─── Records for this exercise

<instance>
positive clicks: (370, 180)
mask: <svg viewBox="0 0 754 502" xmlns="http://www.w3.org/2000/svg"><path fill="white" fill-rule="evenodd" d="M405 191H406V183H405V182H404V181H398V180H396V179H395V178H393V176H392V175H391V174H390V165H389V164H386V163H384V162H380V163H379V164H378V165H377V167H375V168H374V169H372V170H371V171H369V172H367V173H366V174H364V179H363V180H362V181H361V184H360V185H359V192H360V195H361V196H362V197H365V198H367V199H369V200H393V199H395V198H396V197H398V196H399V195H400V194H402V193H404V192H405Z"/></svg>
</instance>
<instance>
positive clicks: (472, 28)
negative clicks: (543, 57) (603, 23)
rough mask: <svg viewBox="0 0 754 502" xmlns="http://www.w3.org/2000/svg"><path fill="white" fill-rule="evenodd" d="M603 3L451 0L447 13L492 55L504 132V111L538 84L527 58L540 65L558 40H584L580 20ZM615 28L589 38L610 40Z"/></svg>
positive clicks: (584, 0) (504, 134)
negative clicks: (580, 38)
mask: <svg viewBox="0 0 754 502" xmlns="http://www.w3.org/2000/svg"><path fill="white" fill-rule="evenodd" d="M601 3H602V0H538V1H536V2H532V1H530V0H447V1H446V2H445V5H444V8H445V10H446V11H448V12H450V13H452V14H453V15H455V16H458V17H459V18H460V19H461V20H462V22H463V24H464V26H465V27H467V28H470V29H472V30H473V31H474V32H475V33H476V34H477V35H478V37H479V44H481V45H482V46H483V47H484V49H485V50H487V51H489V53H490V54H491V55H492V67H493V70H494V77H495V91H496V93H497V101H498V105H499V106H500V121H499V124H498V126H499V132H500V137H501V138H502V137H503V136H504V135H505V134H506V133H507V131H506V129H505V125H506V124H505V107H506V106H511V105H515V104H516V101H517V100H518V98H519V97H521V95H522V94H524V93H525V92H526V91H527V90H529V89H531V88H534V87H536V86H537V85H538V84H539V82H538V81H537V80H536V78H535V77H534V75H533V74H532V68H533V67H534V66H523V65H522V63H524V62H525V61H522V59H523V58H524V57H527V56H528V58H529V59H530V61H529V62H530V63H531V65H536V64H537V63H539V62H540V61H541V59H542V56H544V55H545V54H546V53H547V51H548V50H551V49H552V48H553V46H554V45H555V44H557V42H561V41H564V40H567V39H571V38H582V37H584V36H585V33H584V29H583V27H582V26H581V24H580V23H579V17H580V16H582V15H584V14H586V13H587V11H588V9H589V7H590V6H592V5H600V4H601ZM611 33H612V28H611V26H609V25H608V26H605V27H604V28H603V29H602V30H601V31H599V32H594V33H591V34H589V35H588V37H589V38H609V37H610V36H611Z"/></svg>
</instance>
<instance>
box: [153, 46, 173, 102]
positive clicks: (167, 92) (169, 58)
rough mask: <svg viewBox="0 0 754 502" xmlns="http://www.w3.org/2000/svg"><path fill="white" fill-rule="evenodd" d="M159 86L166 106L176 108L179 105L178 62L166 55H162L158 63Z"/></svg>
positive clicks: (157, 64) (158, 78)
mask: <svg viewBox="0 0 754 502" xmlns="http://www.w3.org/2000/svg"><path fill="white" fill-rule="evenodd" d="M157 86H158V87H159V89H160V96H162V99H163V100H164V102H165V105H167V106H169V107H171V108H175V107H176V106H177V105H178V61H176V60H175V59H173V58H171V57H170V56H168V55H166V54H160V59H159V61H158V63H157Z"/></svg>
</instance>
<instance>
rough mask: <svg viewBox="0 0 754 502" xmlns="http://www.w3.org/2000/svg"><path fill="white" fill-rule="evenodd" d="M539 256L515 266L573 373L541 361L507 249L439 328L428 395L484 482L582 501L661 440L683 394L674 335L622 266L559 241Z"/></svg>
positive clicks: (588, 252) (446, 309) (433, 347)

──────

> _Exercise brief_: Every entry must be duplicated exactly as it stands.

> _Exercise response_:
<instance>
positive clicks: (370, 180)
mask: <svg viewBox="0 0 754 502" xmlns="http://www.w3.org/2000/svg"><path fill="white" fill-rule="evenodd" d="M405 191H406V183H405V182H404V181H398V180H396V179H395V178H393V176H392V175H391V174H390V165H389V164H386V163H384V162H380V163H379V164H378V165H377V167H375V168H374V169H372V170H371V171H369V172H367V173H366V174H364V179H363V180H362V181H361V184H360V185H359V192H360V195H361V196H362V197H365V198H367V199H369V200H393V199H395V198H396V197H398V196H399V195H400V194H402V193H404V192H405Z"/></svg>
</instance>
<instance>
positive clicks: (472, 28)
negative clicks: (543, 57) (603, 23)
rough mask: <svg viewBox="0 0 754 502" xmlns="http://www.w3.org/2000/svg"><path fill="white" fill-rule="evenodd" d="M603 3L451 0L447 13L492 55L504 132V111L538 84L527 58L540 65L558 40H584L580 20ZM615 28L589 38L610 40Z"/></svg>
positive clicks: (584, 0) (504, 134)
negative clicks: (580, 38)
mask: <svg viewBox="0 0 754 502" xmlns="http://www.w3.org/2000/svg"><path fill="white" fill-rule="evenodd" d="M601 3H602V0H538V1H536V2H532V1H530V0H447V1H446V2H445V5H444V8H445V10H446V11H448V12H450V13H452V14H453V15H455V16H458V17H459V18H460V19H461V20H462V22H463V24H464V26H465V27H467V28H470V29H472V30H473V31H474V32H475V33H476V34H477V35H478V37H479V44H481V45H482V46H483V47H484V49H485V50H487V51H489V53H490V54H491V55H492V67H493V70H494V77H495V91H496V93H497V101H498V105H499V106H500V121H499V124H498V126H499V132H500V137H501V138H502V137H503V136H504V135H505V134H506V133H507V131H506V129H505V125H506V124H505V107H506V106H511V105H515V104H516V101H517V100H518V98H519V97H521V95H522V94H524V93H525V92H526V91H527V90H529V89H531V88H534V87H536V86H537V85H538V84H539V82H538V81H537V80H536V78H535V77H534V75H533V74H532V68H533V67H534V66H523V65H522V63H524V62H525V61H522V59H523V58H524V57H527V56H528V58H529V59H530V61H529V62H530V63H531V65H536V64H537V63H539V62H540V61H541V59H542V56H544V55H545V54H546V53H547V51H548V50H551V49H552V48H553V46H554V45H555V44H557V42H561V41H564V40H567V39H571V38H582V37H584V36H585V33H584V29H583V27H582V26H581V24H580V23H579V17H580V16H582V15H584V14H586V13H587V11H588V9H589V7H590V6H592V5H600V4H601ZM611 33H612V28H611V26H609V25H608V26H605V27H604V28H603V29H602V30H601V31H599V32H594V33H591V34H589V35H588V37H589V38H609V37H610V36H611Z"/></svg>
</instance>
<instance>
box: [153, 46, 173, 102]
positive clicks: (167, 92) (169, 58)
rough mask: <svg viewBox="0 0 754 502" xmlns="http://www.w3.org/2000/svg"><path fill="white" fill-rule="evenodd" d="M159 86L166 106L176 108L179 105L178 62L166 55H162L158 63Z"/></svg>
positive clicks: (157, 64) (158, 78)
mask: <svg viewBox="0 0 754 502" xmlns="http://www.w3.org/2000/svg"><path fill="white" fill-rule="evenodd" d="M157 86H158V87H159V89H160V96H162V99H163V100H164V102H165V105H167V106H169V107H171V108H175V107H176V106H177V105H178V61H176V60H175V59H173V58H171V57H170V56H168V55H166V54H160V59H159V61H158V63H157Z"/></svg>
</instance>
<instance>
rough mask: <svg viewBox="0 0 754 502" xmlns="http://www.w3.org/2000/svg"><path fill="white" fill-rule="evenodd" d="M539 256L515 266L573 373L541 361L507 249L439 328L428 395L484 482L582 501L661 440L683 394L674 335L622 266L559 241Z"/></svg>
positive clicks: (588, 252) (446, 309) (433, 347)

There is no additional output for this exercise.